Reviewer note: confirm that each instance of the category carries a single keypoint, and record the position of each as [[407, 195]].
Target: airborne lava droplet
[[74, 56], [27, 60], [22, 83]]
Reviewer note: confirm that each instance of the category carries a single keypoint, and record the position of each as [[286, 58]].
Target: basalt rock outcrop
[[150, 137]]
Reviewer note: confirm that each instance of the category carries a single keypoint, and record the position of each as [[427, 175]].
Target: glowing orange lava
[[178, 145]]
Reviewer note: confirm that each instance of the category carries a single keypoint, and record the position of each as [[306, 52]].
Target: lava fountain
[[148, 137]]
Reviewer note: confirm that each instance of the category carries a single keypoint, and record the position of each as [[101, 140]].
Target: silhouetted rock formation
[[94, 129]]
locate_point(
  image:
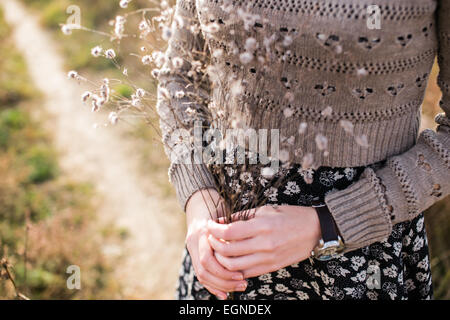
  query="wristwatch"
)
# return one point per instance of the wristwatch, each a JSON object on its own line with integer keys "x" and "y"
{"x": 331, "y": 244}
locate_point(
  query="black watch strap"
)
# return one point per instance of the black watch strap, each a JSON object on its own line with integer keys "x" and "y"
{"x": 327, "y": 225}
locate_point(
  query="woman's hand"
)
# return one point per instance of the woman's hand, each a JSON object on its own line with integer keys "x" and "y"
{"x": 270, "y": 240}
{"x": 215, "y": 278}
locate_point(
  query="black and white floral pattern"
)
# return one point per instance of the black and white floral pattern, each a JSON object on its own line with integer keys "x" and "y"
{"x": 401, "y": 263}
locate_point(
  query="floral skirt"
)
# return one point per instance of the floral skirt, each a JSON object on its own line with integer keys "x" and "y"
{"x": 398, "y": 268}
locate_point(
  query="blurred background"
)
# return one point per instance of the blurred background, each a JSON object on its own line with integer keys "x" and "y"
{"x": 76, "y": 192}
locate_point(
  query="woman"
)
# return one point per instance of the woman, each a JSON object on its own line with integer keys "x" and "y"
{"x": 343, "y": 81}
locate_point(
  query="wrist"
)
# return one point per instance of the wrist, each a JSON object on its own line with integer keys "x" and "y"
{"x": 331, "y": 244}
{"x": 202, "y": 205}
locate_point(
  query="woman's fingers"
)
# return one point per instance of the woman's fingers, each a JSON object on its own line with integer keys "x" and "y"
{"x": 243, "y": 262}
{"x": 237, "y": 230}
{"x": 210, "y": 273}
{"x": 208, "y": 279}
{"x": 239, "y": 247}
{"x": 209, "y": 262}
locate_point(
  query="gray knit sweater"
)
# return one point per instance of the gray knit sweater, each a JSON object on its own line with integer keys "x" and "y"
{"x": 309, "y": 67}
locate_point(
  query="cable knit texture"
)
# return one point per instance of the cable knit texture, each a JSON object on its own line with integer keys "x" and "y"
{"x": 317, "y": 62}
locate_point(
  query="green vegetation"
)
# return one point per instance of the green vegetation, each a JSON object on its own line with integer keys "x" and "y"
{"x": 96, "y": 14}
{"x": 47, "y": 222}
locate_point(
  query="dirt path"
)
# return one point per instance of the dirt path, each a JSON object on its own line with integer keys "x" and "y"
{"x": 104, "y": 158}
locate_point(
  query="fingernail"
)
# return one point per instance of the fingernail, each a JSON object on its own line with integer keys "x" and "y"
{"x": 238, "y": 277}
{"x": 223, "y": 296}
{"x": 241, "y": 287}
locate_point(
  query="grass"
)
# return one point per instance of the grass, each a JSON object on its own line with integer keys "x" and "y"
{"x": 77, "y": 51}
{"x": 47, "y": 221}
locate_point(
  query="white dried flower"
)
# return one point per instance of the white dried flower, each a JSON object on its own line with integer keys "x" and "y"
{"x": 287, "y": 41}
{"x": 190, "y": 111}
{"x": 119, "y": 26}
{"x": 72, "y": 75}
{"x": 302, "y": 127}
{"x": 159, "y": 58}
{"x": 66, "y": 29}
{"x": 284, "y": 155}
{"x": 124, "y": 3}
{"x": 85, "y": 96}
{"x": 321, "y": 142}
{"x": 236, "y": 88}
{"x": 97, "y": 51}
{"x": 267, "y": 172}
{"x": 104, "y": 93}
{"x": 362, "y": 72}
{"x": 110, "y": 54}
{"x": 195, "y": 29}
{"x": 251, "y": 44}
{"x": 327, "y": 112}
{"x": 113, "y": 118}
{"x": 146, "y": 60}
{"x": 135, "y": 101}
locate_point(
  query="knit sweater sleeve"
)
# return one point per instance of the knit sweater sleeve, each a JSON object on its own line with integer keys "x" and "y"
{"x": 406, "y": 184}
{"x": 183, "y": 92}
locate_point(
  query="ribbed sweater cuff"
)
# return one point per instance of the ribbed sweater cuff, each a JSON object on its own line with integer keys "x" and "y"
{"x": 189, "y": 178}
{"x": 360, "y": 212}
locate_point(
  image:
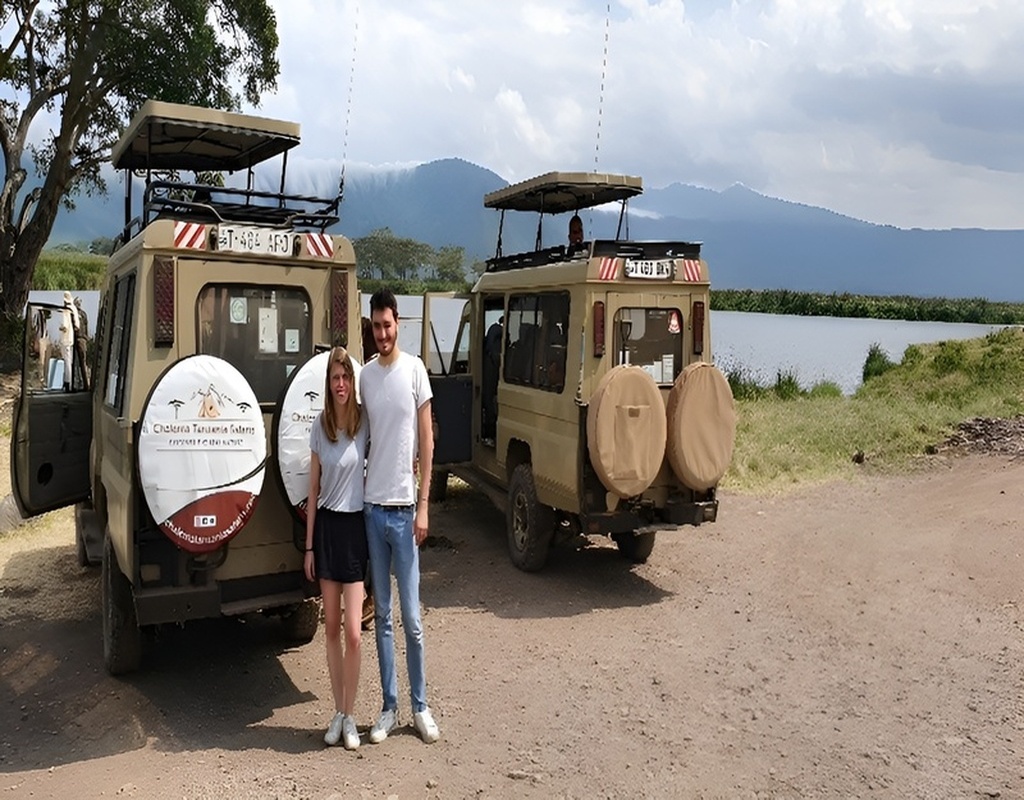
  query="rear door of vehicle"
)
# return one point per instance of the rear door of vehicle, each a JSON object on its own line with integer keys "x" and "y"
{"x": 51, "y": 430}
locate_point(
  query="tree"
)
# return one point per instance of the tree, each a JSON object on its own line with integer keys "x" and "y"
{"x": 78, "y": 69}
{"x": 449, "y": 264}
{"x": 382, "y": 254}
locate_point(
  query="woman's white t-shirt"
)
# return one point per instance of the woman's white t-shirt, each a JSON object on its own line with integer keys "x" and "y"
{"x": 341, "y": 466}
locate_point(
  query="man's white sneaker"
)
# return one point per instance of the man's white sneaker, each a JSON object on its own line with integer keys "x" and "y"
{"x": 384, "y": 725}
{"x": 334, "y": 729}
{"x": 424, "y": 723}
{"x": 349, "y": 735}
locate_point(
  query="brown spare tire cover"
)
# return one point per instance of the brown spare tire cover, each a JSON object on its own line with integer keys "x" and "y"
{"x": 701, "y": 426}
{"x": 626, "y": 428}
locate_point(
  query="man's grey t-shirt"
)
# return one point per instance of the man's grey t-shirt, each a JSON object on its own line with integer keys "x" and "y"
{"x": 341, "y": 466}
{"x": 392, "y": 395}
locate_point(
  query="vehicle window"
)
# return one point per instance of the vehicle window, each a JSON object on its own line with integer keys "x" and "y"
{"x": 536, "y": 339}
{"x": 650, "y": 338}
{"x": 264, "y": 332}
{"x": 120, "y": 339}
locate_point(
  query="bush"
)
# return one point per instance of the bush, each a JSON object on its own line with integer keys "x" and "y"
{"x": 950, "y": 358}
{"x": 825, "y": 389}
{"x": 876, "y": 364}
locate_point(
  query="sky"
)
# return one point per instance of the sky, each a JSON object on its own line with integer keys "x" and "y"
{"x": 908, "y": 113}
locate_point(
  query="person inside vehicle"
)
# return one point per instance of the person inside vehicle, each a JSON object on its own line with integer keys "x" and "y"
{"x": 337, "y": 552}
{"x": 576, "y": 230}
{"x": 492, "y": 363}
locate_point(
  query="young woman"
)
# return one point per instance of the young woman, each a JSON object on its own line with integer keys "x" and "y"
{"x": 336, "y": 535}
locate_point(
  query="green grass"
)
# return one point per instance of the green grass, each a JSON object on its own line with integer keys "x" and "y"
{"x": 784, "y": 438}
{"x": 64, "y": 268}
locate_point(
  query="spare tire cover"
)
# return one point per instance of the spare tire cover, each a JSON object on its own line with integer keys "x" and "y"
{"x": 626, "y": 428}
{"x": 301, "y": 400}
{"x": 202, "y": 452}
{"x": 701, "y": 426}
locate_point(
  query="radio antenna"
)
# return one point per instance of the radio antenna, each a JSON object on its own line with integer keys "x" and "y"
{"x": 348, "y": 107}
{"x": 604, "y": 72}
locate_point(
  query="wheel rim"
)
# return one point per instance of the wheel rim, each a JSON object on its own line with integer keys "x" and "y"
{"x": 520, "y": 520}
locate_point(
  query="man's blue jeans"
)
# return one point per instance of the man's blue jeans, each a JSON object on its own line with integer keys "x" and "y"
{"x": 389, "y": 535}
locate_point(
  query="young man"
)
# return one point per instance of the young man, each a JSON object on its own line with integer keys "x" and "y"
{"x": 395, "y": 393}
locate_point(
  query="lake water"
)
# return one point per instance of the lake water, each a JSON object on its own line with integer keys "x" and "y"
{"x": 813, "y": 348}
{"x": 819, "y": 348}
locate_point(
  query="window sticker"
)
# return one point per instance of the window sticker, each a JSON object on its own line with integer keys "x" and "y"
{"x": 239, "y": 310}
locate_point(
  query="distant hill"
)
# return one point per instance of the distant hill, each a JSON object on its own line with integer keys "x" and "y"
{"x": 750, "y": 241}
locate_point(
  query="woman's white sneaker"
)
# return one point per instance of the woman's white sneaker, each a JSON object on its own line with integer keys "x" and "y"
{"x": 334, "y": 729}
{"x": 349, "y": 735}
{"x": 384, "y": 725}
{"x": 424, "y": 723}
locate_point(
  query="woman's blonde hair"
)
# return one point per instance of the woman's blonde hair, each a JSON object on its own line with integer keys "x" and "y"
{"x": 353, "y": 414}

◆ **Task description**
Return exactly the lines that run from the top of the listing above to the line containing "as [[101, 140]].", please, keeping both end lines and leaving out everything else.

◆ **Solution for this problem**
Reviewer note: confirm that each instance of the category carries a single keypoint, and record the position of each as [[407, 195]].
Target: airborne lava droplet
[[74, 56], [27, 60], [22, 83]]
Reviewer note: confirm that each instance of the category carries a single keypoint, and record the position of each as [[286, 58]].
Target: basalt rock outcrop
[[150, 137]]
Reviewer note: confirm that each instance of the category carries a single keypoint, and record the position of each as [[427, 175]].
Target: glowing orange lava
[[178, 145]]
Reviewer note: confirm that each instance of the category carries a single keypoint, and record the position of each as [[306, 52]].
Target: lava fountain
[[148, 137]]
Reviewer note: confirm that each instance of the category carries a single keypoint, and record the position of each as [[101, 140]].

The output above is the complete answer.